= DIRECTIVE =
Reproduce all of the rows below, requests included, offsetting every box coordinate in the answers by +15. Change no other numbers.

= DATA TO PROCESS =
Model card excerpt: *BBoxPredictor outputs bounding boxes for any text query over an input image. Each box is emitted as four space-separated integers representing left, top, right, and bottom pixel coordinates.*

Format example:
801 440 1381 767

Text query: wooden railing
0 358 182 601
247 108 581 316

= WORKED ANSWER =
Model card excerpt: *BBoxPredictor outputs bounding boxes for any text query over an input image. Each box is emitted as four space-separated integers representing left, top, right, and bottom pixel coordinates.*

Format example:
801 440 1381 767

Text query: wooden railing
15 373 197 616
262 123 596 331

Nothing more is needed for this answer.